Exercise requirements ::
Copy out every line of the following material word for word, with nothing changed.

(Dataset rows)
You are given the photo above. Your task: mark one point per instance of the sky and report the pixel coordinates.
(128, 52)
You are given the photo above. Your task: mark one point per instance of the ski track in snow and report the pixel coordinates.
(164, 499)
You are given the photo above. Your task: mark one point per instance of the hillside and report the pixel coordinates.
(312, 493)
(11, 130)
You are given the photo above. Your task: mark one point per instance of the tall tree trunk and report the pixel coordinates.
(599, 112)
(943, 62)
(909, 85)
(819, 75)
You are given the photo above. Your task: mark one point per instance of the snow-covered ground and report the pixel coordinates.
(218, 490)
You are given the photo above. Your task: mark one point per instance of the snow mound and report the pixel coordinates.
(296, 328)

Problem solution ::
You are given the photo above. Your task: mark one point per instance of the sky and report the pixel coordinates.
(128, 52)
You are given the photo above. Your task: mark one point per instance of the ski track in snow and report the pixel coordinates.
(164, 499)
You are given the photo above. Your task: mark one point per instance of the hillside and report the pixel coordinates.
(312, 493)
(11, 130)
You are given the photo above. Your task: mark one point per instance of the tall tree trunk and report the pixel coordinates.
(599, 112)
(943, 62)
(909, 85)
(819, 75)
You are given the photo above. Your task: mark one point per instance of the snow-covered ground and report the pixel coordinates.
(218, 490)
You are given the photo above. Your task: mark one point per instance of the snow mound and report the pixel coordinates.
(296, 328)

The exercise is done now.